--- START ---

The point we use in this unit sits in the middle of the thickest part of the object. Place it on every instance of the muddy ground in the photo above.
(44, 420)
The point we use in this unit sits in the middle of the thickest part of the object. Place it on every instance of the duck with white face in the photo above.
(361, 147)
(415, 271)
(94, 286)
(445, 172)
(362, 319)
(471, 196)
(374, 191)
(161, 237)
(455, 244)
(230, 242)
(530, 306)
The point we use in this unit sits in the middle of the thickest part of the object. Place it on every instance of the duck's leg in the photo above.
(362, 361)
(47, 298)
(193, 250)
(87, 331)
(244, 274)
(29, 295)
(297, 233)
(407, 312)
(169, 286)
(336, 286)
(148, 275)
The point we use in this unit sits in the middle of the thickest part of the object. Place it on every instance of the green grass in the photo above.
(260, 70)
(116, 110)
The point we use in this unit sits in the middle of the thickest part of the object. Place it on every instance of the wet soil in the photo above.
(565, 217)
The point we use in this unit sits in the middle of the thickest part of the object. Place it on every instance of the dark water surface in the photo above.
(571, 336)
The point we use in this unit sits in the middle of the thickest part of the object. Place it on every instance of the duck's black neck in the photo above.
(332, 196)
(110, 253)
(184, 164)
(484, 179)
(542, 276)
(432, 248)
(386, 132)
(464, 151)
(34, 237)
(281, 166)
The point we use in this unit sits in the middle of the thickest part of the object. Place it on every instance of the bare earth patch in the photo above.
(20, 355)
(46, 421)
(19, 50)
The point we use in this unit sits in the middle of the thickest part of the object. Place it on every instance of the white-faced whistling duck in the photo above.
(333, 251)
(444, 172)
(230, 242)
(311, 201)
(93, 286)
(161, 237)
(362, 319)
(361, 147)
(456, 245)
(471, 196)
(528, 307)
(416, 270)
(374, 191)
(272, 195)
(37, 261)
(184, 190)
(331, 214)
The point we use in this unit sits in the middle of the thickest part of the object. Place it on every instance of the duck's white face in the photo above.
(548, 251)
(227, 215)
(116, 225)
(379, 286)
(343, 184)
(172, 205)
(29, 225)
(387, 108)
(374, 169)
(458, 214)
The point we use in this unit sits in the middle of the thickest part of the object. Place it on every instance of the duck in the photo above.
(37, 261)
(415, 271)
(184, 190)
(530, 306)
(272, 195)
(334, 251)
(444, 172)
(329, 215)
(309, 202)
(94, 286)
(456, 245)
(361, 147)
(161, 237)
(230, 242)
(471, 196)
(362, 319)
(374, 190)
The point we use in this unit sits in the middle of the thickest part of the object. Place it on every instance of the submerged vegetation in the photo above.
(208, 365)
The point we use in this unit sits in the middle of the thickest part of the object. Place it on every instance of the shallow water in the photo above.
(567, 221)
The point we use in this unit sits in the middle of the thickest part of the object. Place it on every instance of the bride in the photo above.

--- END ---

- _Task to carry out_
Copy every record above word for word, without changing anything.

- _Answer to this exercise_
The point we use in this unit sits in the middle of the thickest part of the object. Place it on every instance of the muddy ground in the photo above.
(44, 420)
The point we use in this unit sits in the middle of the thickest part of the object. Place it on every instance of the duck with white face in the photo above.
(361, 147)
(415, 271)
(94, 286)
(445, 172)
(362, 319)
(471, 196)
(374, 191)
(161, 237)
(455, 244)
(230, 242)
(530, 306)
The point we use in this unit sits in the middle of the thickest part of the object. Place it on every instance of the duck's leg in the photo above.
(362, 361)
(47, 298)
(193, 250)
(87, 331)
(244, 274)
(29, 295)
(297, 233)
(407, 312)
(169, 286)
(336, 286)
(148, 275)
The point we use in this unit sits in the middle of the thickest part of the object. Place it on every instance of the green grass in the photo above.
(260, 70)
(116, 110)
The point we use in this unit sits in the middle of the thickest part of the object. Place it on every instance of the wet soil in the photo above.
(565, 217)
The point we use in this unit sits in the middle of the thickest part of the object. Place it on every instance of the dark water surface in the photo above.
(571, 336)
The point we use in this unit sits in the middle of the thickest part of the object. Place it on every instance of the duck's black neck in the photo above.
(332, 196)
(110, 253)
(184, 164)
(484, 179)
(542, 276)
(432, 248)
(386, 132)
(464, 151)
(34, 237)
(281, 166)
The point we use in this unit sits in the middle of the thickest part of the object. Place it on every instance of the bare earth patch in the photo above.
(20, 355)
(46, 421)
(19, 50)
The point we use in this unit sits in the middle of the thickest part of the object. Place it on every instance of the white-faced whistling duck in the photo above.
(333, 251)
(444, 172)
(230, 242)
(311, 201)
(93, 286)
(161, 237)
(362, 319)
(361, 147)
(456, 245)
(471, 196)
(528, 307)
(416, 270)
(374, 191)
(272, 195)
(37, 261)
(184, 190)
(331, 214)
The point we use in this unit sits in the middle of the thickest part of the object. Place it on every instance of the duck's white face in the photo above.
(548, 251)
(227, 215)
(116, 225)
(379, 286)
(343, 184)
(172, 205)
(29, 225)
(387, 108)
(374, 169)
(458, 214)
The point we use in this unit sits in the middle of the thickest part of the object. Place it on every instance of the duck in the photo above.
(37, 261)
(415, 271)
(184, 190)
(530, 306)
(272, 195)
(334, 251)
(444, 172)
(329, 215)
(309, 202)
(94, 286)
(456, 245)
(361, 147)
(161, 237)
(230, 242)
(471, 196)
(362, 319)
(374, 190)
The point we use in this unit sits in the middle of the thickest part of the object. Place it on every instance of the submerged vegetation in the photo above.
(208, 365)
The point we use in this unit sits in the middle of the thickest part of the object. Place it on every instance of the shallow water in the photo above.
(567, 221)
The point we use in this unit sits in the middle of the thickest part of the object. Place it on every instance of the bride in the photo above.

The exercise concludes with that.